(Items from a dataset)
↓

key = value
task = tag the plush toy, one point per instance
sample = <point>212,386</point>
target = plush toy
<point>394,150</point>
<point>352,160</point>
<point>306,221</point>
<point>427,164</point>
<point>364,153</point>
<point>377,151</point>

↑

PROBLEM DESCRIPTION:
Convert all of the data above into a JSON list of strings, one string per line, leaving out any blank lines.

TASK RESPONSE:
[
  "key = value",
  "task = tag the plush toy, one point per instance",
  "sample = <point>212,386</point>",
  "target = plush toy",
  "<point>394,150</point>",
  "<point>352,160</point>",
  "<point>306,221</point>",
  "<point>427,164</point>",
  "<point>364,153</point>",
  "<point>377,151</point>"
]